───── Data for this task ─────

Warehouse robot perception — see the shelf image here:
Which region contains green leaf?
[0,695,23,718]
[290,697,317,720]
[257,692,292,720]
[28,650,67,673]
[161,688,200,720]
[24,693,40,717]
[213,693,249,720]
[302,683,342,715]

─────

■ What is being asked: Rewrite all the lines above, substituting "yellow leaf" for "green leaf" and leaving everything else unchanged.

■ Worked solution:
Warehouse robot perception — see the shelf image here:
Which region contains yellow leaf?
[0,695,23,718]
[290,697,317,720]
[257,692,292,720]
[28,650,67,673]
[161,688,200,720]
[24,693,40,717]
[213,693,249,720]
[302,683,342,715]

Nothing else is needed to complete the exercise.